Exercise instructions: Transcribe the records that follow. Keep every word exactly, and drop the pictures.
########
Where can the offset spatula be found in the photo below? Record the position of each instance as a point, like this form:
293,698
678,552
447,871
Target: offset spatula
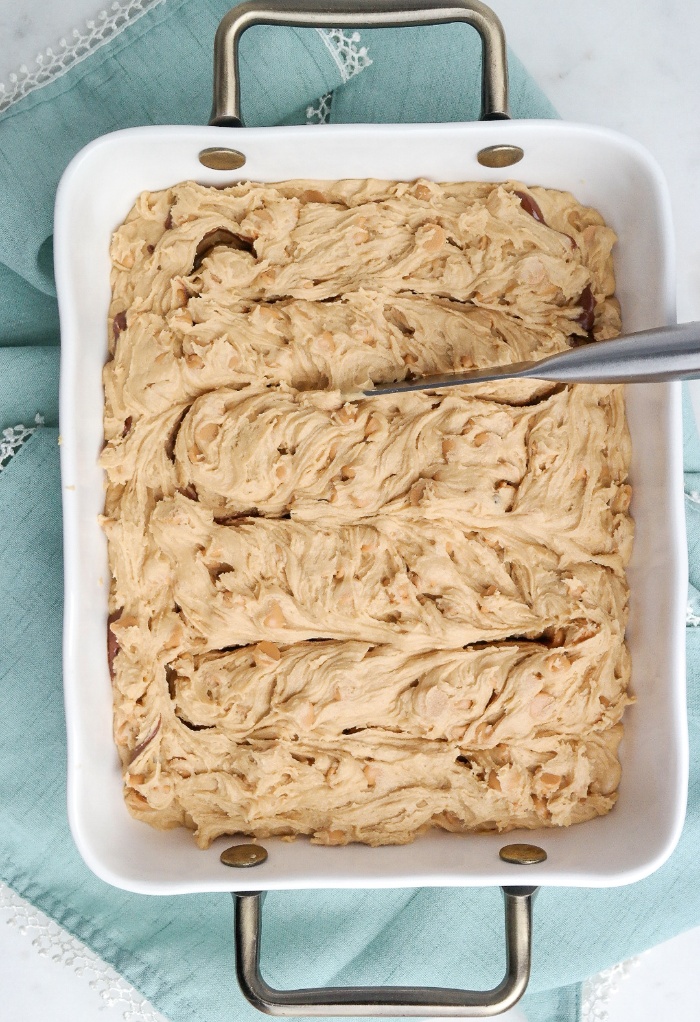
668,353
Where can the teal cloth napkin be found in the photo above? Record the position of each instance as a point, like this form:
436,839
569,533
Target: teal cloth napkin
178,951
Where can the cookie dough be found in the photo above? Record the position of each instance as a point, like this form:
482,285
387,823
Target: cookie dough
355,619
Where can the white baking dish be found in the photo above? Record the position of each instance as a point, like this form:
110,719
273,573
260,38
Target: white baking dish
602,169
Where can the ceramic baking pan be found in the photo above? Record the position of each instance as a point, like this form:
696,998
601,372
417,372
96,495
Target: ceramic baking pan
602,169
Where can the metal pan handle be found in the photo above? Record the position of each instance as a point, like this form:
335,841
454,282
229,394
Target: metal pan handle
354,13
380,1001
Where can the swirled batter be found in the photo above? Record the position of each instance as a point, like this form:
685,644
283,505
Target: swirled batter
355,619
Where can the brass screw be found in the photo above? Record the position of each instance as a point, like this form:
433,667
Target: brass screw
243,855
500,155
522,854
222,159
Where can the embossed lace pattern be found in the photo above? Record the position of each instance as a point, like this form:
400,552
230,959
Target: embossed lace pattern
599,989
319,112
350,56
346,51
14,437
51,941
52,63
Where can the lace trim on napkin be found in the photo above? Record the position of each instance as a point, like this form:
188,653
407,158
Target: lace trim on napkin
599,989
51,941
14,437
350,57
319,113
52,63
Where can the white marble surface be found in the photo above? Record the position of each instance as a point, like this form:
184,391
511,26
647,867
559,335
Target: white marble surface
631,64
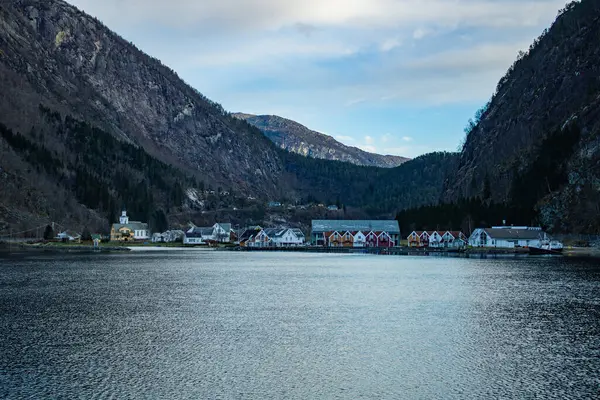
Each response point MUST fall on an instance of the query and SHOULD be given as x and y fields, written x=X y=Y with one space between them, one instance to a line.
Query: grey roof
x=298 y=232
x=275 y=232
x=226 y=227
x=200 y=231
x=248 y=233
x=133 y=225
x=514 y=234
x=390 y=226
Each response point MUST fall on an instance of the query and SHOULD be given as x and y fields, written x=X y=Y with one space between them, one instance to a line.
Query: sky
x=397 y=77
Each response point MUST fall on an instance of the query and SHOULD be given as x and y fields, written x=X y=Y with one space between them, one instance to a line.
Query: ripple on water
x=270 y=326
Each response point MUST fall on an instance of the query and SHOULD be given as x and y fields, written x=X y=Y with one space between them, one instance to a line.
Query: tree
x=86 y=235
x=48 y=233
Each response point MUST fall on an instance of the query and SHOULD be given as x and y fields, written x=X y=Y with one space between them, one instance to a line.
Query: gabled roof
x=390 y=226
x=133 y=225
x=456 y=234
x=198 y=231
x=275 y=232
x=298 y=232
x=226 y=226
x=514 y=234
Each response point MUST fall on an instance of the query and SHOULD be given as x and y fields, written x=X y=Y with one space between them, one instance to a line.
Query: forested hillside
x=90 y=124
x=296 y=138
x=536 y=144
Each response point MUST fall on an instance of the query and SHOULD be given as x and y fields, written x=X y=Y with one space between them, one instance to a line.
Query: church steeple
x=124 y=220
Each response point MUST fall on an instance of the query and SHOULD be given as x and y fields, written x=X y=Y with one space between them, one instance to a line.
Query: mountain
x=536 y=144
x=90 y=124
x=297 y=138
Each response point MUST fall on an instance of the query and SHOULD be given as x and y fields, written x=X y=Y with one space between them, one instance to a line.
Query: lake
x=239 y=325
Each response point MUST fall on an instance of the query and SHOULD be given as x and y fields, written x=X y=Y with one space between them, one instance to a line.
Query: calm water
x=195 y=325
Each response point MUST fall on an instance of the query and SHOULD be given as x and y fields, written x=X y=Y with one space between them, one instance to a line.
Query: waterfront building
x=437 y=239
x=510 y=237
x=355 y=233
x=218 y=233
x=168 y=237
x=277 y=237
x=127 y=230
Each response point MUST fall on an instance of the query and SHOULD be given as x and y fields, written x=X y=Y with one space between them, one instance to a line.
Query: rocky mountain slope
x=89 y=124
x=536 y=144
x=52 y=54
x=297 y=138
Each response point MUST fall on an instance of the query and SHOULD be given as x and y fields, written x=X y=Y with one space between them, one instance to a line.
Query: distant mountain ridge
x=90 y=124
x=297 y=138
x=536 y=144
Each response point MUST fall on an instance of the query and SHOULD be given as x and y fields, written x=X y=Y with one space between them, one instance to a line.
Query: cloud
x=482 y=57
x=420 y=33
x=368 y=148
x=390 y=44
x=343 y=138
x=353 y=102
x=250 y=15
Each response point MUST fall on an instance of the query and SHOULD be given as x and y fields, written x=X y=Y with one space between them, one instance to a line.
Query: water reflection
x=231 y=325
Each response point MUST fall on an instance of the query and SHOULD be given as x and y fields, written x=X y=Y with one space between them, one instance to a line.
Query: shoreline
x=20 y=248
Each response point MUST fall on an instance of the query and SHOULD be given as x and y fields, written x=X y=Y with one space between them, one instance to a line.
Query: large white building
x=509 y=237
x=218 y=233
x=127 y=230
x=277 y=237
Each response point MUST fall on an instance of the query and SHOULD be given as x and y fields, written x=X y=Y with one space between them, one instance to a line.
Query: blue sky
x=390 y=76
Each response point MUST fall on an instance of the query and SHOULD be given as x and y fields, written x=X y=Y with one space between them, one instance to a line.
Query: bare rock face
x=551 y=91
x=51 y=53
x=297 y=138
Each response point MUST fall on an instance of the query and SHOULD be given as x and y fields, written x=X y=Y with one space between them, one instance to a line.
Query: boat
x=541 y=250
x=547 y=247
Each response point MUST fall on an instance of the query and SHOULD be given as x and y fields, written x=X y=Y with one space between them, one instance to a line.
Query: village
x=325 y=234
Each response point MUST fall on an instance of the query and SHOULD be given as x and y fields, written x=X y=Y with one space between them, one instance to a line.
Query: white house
########
Problem solution:
Where can the offset spatula be found in the photo below? Record the position of each instance as a point, like this form:
293,698
678,552
447,871
Target: offset spatula
668,353
Where can the teal cloth napkin be found in the photo above? Record the position of each instance as a point, like this form:
436,839
569,533
Target: teal cloth napkin
178,951
Where can the cookie dough be found in the photo above? Record the position of each instance as a point, like this form:
482,285
387,823
Target: cookie dough
355,619
Where can the white baking dish be found in the photo above? Record the position of each instance as a point, like this form:
110,719
273,573
260,38
Target: white baking dish
602,169
Where can the ceramic baking pan be found in the photo above? Record the position of each instance as a point, like this form:
696,998
601,372
417,372
96,495
Target: ceramic baking pan
602,169
Where can the metal pan handle be found in the photo above? Record the position of each instance as a point, like this form:
335,841
454,282
229,394
Target: metal pan handle
354,13
380,1001
Where can the swirled batter be found in the photo above? Record the position of each instance as a point, like this form:
685,644
283,505
Target: swirled batter
355,619
Where can the brass screw be found in the photo above? Record the position of each instance as a point, like this form:
433,667
Target: brass screw
243,855
500,155
522,854
222,159
Where can the embossed lace pattern be found in the photo above? Record the position of each instance as a point, like this form:
400,552
230,959
Target: embossed lace pattern
599,989
319,112
350,56
346,51
14,437
51,941
52,63
Where can the lace trim on napkin be found in the photo above? Record the position of each instance as a point, like this form:
188,653
407,158
Target: lace trim on napkin
599,989
51,941
14,437
350,57
319,113
52,63
Where can the white marble surface be found in the photo above? Record the position of each instance as a point, like this form:
184,391
511,26
647,867
559,335
Target: white marble surface
631,64
Each response point MUST fall on an instance of the query and SHOULD be given as x and y fields, written x=X y=Y with one space between them, one instance to a line.
Query: grey roof
x=298 y=232
x=275 y=232
x=226 y=227
x=200 y=231
x=248 y=233
x=133 y=225
x=514 y=234
x=390 y=226
Each response point MUST fall on an instance of the query and SHOULD be given as x and y fields, written x=X y=Y with one space between them, one instance to a line.
Query: sky
x=397 y=77
Each response point MUST fall on an instance of the query and SHOULD be given as x and y fields, written x=X y=Y with one space between them, one instance to a line.
Query: ripple on water
x=270 y=326
Each response point MUST fall on an instance of the query and SHOULD be given as x and y fields, written x=X y=Y with one space between them, one instance to a line.
Query: tree
x=86 y=235
x=48 y=233
Each response point MUST fall on an instance of the query and SHOULD be given as x and y fields, written x=X y=Y with one space between them, one instance to a line.
Query: gabled roof
x=390 y=226
x=133 y=225
x=456 y=234
x=198 y=231
x=275 y=232
x=298 y=232
x=226 y=226
x=514 y=234
Each response point MUST fall on an instance of the query and SHOULD be given as x and y fields, written x=X y=Y with one space between them, one instance to a line.
Query: forested hillside
x=90 y=124
x=296 y=138
x=536 y=144
Each response point MUST fall on an instance of the query and SHOULD be given as x and y fields, written x=X y=Y with one space between them, one instance to a line.
Query: church steeple
x=124 y=220
Each response point MUST fall on an instance of the query and SHOULD be given as x and y fields, written x=X y=Y with one space between them, one instance to a line.
Query: mountain
x=536 y=144
x=90 y=124
x=297 y=138
Each response point MUST fall on an instance of the query and SHOULD be given as x and y fields, written x=X y=Y with one space between them, one instance to a line.
Query: lake
x=239 y=325
Each response point MUST fall on an instance of the query and SHOULD be given as x and y fields, written x=X y=Y with one space between them, one instance to a line.
Query: calm water
x=195 y=325
Each response point MUST fall on an instance of the query and SHOULD be given as x and y fields, written x=X y=Y with one space between them, one instance to a line.
Query: waterfront building
x=437 y=239
x=510 y=237
x=355 y=233
x=218 y=233
x=168 y=237
x=277 y=237
x=127 y=230
Each response point MUST fall on an instance of the query and SHOULD be given as x and y fields, written x=X y=Y with one space between them, one instance to a line.
Query: rocky mountain slope
x=89 y=124
x=536 y=144
x=52 y=54
x=297 y=138
Each response point MUST fall on an instance of the query and SHOULD be given as x and y fields, written x=X y=Y with one space between them, one instance to a line.
Query: distant mountain ridge
x=90 y=124
x=297 y=138
x=536 y=144
Each response point MUST fall on an instance of the query and SHOULD be given as x and y fields, written x=X y=Y with one space between them, one instance to a line.
Query: cloud
x=482 y=57
x=420 y=33
x=368 y=148
x=390 y=44
x=343 y=138
x=353 y=102
x=250 y=15
Each response point MUST fall on an instance of the query and SHOULD be given as x and y fields, written x=X y=Y with one space between them, one instance to a line.
Query: water reflection
x=231 y=325
Each response point MUST fall on an instance of the query and SHOULD be given as x and y fields, written x=X y=Y with one space between them, one instance to a line.
Query: shoreline
x=20 y=248
Each response point MUST fall on an instance of the query and SHOULD be given as x and y fields, written x=X y=Y with one space between them, one instance to a line.
Query: large white building
x=509 y=237
x=218 y=233
x=127 y=230
x=277 y=237
Each response point MUST fall on an instance of the query and SHOULD be given as x and y fields, written x=X y=Y with one space between them, one instance to a line.
Query: blue sky
x=390 y=76
Each response point MUST fall on an instance of the query and SHOULD be given as x and y fields, written x=X y=Y with one space between them, one instance to a line.
Query: bare rock face
x=551 y=91
x=51 y=53
x=297 y=138
Each response point MUST fall on an instance of the query and SHOULD be given as x and y fields, written x=X y=Y with one space between them, one instance to a line.
Query: boat
x=541 y=250
x=547 y=247
Each response point MUST fall on an instance of the query and SHOULD be given as x and y fields, written x=X y=Y with one space between them, one instance to a line.
Query: village
x=325 y=234
Each response point MUST fall on an instance of the query and SHOULD be given as x and y fields, written x=X y=Y with one space between them, one instance to a line.
Query: white house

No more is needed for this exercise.